[Source records]
○ ○ ○ ○ ○
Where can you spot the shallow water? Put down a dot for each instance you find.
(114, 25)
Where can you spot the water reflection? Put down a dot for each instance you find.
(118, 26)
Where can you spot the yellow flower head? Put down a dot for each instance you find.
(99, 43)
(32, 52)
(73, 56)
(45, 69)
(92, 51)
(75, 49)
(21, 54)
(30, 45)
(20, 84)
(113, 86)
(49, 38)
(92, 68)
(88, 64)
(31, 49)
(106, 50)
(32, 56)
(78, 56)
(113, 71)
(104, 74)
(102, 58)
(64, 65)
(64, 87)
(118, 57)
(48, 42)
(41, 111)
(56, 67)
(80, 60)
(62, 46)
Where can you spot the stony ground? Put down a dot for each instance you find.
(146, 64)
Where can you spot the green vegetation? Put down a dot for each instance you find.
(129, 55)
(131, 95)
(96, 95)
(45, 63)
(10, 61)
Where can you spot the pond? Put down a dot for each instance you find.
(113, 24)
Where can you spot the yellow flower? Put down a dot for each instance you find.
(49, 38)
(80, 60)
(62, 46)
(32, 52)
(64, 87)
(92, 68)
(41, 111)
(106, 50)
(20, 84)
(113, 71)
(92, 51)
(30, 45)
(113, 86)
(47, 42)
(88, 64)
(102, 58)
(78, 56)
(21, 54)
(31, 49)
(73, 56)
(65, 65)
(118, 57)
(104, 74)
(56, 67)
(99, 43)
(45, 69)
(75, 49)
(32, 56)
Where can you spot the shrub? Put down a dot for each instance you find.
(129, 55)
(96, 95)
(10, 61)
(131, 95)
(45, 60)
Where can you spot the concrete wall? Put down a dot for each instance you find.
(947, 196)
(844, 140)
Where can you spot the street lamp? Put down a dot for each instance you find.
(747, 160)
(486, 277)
○ ○ ○ ○ ○
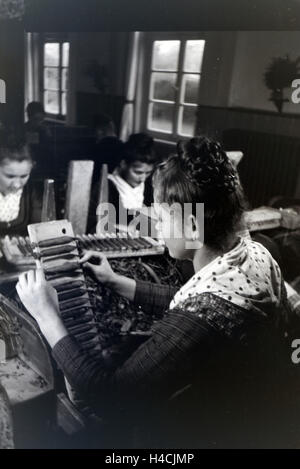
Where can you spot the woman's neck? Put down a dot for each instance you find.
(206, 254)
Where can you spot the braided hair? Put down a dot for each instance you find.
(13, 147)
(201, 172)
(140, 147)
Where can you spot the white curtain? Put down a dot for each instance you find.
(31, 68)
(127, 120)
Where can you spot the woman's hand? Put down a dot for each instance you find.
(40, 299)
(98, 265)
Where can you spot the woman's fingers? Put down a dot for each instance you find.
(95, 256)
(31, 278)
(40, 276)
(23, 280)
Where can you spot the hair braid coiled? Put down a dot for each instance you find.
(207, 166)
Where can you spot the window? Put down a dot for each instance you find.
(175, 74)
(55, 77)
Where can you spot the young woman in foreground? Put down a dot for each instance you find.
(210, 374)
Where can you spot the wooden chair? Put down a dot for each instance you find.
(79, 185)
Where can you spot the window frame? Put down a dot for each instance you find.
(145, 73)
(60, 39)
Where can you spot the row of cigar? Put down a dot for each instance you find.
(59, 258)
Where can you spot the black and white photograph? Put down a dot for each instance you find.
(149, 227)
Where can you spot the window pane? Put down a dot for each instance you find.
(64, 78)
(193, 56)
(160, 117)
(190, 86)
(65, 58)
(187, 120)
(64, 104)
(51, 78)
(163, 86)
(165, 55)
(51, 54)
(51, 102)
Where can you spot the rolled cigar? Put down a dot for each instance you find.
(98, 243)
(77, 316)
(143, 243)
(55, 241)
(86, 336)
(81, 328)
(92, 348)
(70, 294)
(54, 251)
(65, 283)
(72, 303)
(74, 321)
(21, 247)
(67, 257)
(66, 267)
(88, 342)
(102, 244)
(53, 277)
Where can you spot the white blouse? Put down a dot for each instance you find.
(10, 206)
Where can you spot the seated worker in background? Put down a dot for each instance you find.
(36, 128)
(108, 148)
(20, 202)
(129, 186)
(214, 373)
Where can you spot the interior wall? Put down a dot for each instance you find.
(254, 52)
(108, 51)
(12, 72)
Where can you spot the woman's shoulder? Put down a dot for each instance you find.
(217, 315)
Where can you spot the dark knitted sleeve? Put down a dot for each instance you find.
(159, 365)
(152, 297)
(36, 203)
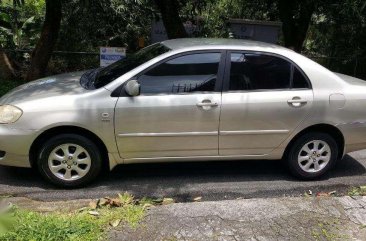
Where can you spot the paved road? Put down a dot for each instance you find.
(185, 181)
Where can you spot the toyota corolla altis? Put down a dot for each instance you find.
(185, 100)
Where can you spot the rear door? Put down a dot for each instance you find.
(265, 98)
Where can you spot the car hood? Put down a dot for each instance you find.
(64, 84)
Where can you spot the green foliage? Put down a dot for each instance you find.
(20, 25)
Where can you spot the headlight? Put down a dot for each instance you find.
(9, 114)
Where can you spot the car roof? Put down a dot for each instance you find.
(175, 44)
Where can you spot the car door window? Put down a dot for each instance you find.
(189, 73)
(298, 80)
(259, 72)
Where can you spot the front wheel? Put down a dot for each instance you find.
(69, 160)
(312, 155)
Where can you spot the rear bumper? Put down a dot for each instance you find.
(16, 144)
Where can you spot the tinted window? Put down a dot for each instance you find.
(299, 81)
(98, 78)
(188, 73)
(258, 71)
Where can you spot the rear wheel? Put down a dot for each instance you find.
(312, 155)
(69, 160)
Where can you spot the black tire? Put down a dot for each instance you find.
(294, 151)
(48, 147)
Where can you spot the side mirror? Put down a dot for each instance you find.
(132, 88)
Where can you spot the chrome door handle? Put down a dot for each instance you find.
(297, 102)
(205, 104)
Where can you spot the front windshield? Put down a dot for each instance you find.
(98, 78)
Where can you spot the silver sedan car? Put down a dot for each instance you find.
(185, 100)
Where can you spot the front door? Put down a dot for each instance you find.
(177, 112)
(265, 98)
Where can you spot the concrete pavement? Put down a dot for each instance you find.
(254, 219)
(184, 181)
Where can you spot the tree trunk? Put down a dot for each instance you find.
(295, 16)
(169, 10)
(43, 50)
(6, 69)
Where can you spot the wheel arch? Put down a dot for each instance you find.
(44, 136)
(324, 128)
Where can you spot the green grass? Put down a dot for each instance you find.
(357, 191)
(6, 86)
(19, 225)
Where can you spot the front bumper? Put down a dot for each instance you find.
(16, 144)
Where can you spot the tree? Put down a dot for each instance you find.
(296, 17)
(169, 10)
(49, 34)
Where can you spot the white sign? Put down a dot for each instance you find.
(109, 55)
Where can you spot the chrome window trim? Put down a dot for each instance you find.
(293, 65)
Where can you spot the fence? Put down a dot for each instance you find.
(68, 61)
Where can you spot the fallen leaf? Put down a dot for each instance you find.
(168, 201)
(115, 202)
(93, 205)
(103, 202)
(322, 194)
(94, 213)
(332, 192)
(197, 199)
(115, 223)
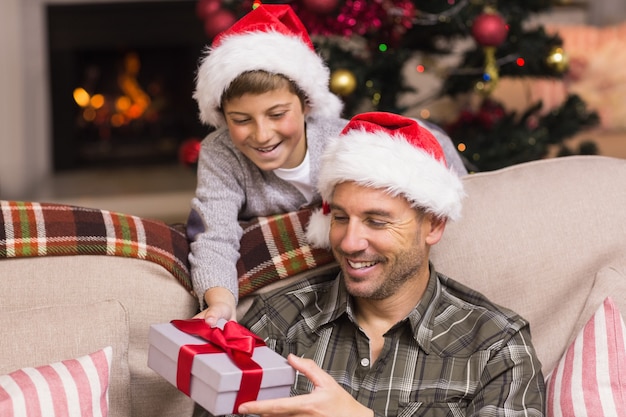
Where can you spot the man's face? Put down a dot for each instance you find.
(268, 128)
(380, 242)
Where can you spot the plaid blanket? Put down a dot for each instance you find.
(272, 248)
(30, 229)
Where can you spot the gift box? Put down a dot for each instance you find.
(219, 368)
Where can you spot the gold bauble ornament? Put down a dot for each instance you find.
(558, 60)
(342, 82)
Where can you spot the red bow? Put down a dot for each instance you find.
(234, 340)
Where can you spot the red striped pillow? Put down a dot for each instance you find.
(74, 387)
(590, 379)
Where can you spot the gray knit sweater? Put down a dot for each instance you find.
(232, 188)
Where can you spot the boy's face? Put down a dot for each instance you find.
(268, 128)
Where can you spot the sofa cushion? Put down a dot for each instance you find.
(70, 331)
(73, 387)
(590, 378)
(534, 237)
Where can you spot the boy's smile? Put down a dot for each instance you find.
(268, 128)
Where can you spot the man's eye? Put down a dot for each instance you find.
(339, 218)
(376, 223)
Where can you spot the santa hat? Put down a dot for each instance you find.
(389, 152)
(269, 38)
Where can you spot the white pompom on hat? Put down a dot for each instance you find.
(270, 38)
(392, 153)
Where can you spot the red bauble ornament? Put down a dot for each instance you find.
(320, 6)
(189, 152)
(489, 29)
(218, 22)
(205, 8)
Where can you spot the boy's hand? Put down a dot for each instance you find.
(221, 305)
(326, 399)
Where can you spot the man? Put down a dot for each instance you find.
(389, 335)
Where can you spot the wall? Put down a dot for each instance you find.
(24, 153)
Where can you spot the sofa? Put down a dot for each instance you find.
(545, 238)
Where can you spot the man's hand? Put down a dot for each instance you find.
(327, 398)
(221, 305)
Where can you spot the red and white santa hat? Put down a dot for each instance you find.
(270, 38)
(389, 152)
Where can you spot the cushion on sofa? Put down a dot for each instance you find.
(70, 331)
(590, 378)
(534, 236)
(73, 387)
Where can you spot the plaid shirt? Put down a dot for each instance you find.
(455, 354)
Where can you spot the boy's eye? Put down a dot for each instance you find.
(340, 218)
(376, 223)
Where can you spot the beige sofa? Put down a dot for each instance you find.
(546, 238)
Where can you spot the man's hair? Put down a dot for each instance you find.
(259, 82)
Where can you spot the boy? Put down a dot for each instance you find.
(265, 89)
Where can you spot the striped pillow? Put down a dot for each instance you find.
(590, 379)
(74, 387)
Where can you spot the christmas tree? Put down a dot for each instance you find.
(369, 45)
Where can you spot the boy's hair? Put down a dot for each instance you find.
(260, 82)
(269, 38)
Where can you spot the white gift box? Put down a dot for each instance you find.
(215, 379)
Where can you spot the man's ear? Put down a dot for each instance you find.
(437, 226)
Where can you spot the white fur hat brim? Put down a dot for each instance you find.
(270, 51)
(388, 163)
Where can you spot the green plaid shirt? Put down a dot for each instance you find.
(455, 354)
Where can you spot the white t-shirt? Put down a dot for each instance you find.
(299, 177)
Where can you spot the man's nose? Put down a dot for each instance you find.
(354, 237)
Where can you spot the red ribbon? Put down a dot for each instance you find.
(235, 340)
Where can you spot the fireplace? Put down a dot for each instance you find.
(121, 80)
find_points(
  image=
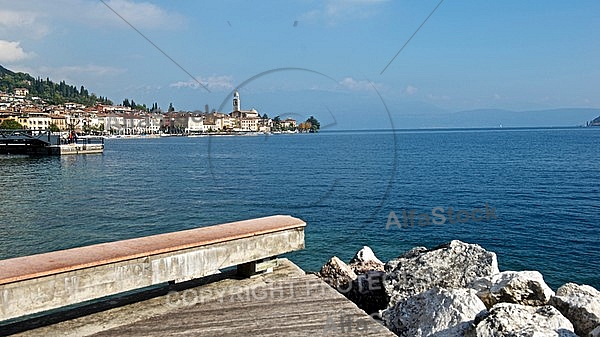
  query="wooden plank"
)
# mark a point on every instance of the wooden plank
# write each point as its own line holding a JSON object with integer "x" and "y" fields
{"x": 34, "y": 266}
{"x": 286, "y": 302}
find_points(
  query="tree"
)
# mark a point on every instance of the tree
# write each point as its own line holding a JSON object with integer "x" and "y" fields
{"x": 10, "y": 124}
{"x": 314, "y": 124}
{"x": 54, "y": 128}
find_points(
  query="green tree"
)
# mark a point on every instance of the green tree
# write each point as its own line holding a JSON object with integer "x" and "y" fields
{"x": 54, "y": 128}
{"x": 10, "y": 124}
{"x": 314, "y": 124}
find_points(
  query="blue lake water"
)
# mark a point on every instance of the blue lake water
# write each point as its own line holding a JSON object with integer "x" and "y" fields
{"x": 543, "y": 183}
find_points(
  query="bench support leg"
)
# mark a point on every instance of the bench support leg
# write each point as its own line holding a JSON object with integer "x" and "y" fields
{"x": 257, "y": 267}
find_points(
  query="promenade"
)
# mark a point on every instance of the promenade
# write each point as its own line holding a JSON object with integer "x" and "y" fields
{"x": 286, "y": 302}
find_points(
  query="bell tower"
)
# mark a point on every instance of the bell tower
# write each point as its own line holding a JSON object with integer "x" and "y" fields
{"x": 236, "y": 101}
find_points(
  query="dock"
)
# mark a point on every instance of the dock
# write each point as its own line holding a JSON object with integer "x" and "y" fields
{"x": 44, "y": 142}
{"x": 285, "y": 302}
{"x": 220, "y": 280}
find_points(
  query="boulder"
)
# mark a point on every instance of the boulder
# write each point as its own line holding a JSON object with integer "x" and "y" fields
○ ○ ○ ○ ○
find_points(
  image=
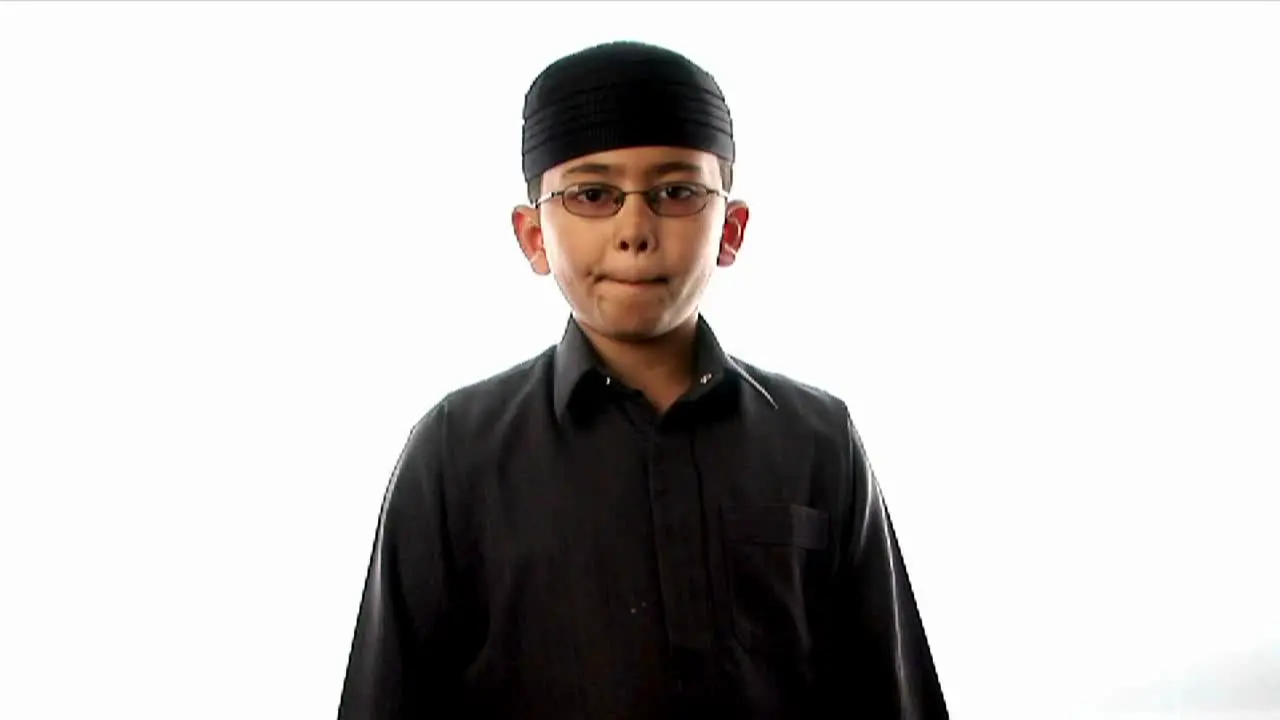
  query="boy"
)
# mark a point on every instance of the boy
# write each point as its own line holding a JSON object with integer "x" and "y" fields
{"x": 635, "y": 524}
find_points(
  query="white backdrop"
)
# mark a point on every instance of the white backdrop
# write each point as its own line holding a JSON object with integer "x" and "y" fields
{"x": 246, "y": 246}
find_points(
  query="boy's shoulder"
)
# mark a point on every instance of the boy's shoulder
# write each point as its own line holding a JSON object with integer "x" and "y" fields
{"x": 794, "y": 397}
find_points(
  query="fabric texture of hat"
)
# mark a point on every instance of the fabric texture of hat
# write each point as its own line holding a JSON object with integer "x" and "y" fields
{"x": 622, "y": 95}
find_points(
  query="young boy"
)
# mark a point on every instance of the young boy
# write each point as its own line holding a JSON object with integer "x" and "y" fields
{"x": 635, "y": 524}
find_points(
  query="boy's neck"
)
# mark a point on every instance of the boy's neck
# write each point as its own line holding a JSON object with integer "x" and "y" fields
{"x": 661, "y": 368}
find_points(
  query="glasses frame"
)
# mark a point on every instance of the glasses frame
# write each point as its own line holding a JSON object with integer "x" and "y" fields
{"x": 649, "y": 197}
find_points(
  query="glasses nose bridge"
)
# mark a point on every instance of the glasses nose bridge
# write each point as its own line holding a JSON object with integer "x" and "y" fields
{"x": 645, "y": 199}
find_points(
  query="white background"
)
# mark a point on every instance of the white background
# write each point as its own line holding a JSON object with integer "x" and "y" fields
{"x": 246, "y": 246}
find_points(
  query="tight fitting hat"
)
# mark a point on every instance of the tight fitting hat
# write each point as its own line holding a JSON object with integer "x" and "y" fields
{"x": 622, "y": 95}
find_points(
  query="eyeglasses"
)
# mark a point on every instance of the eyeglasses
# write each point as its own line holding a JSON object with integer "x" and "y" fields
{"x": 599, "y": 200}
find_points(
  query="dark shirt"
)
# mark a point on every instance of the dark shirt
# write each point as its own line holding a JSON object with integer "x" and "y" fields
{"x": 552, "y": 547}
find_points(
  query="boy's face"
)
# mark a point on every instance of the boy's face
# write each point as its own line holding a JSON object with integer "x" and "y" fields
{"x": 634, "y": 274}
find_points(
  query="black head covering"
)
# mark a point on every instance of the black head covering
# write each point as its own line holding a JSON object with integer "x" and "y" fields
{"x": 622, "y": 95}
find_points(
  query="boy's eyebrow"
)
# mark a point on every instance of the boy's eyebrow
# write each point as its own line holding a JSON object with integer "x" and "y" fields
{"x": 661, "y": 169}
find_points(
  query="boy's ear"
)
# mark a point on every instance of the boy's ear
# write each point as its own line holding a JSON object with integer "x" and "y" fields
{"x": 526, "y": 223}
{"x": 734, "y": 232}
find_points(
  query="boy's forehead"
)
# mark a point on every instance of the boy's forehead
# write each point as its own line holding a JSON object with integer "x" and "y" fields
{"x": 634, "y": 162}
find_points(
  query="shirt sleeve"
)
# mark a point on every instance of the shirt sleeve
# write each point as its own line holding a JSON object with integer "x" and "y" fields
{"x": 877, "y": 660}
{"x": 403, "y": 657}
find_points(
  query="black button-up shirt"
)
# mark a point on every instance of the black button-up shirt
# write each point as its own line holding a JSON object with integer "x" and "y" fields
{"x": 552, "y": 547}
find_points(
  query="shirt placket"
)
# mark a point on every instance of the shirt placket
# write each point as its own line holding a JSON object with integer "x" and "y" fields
○ ○ ○ ○ ○
Repeat only the stretch of data above that runs from the line with "Where can you spot the fireplace?" to the line with "# mark a point on every instance of the blue". Keep both end lines; exclude pictures.

Where can you spot the fireplace? Put down a dot for each instance you find.
(121, 80)
find_points(
  image=
  query="wooden plank"
)
# mark a point on every instance of the wooden plank
# write each point as its own line holding a JSON object with integer "x" and "y" fields
{"x": 34, "y": 266}
{"x": 286, "y": 302}
find_points(
  query="tree"
)
# mark a point on every instance of the tree
# write each point as its own line holding a JSON object with integer "x" and "y" fields
{"x": 10, "y": 124}
{"x": 314, "y": 124}
{"x": 54, "y": 128}
find_points(
  query="green tree"
)
# mark a point on every instance of the green tree
# write each point as its own line holding a JSON object with integer "x" and "y" fields
{"x": 54, "y": 128}
{"x": 10, "y": 124}
{"x": 314, "y": 124}
find_points(
  query="blue lake water"
)
# mark a point on every instance of the blue lake water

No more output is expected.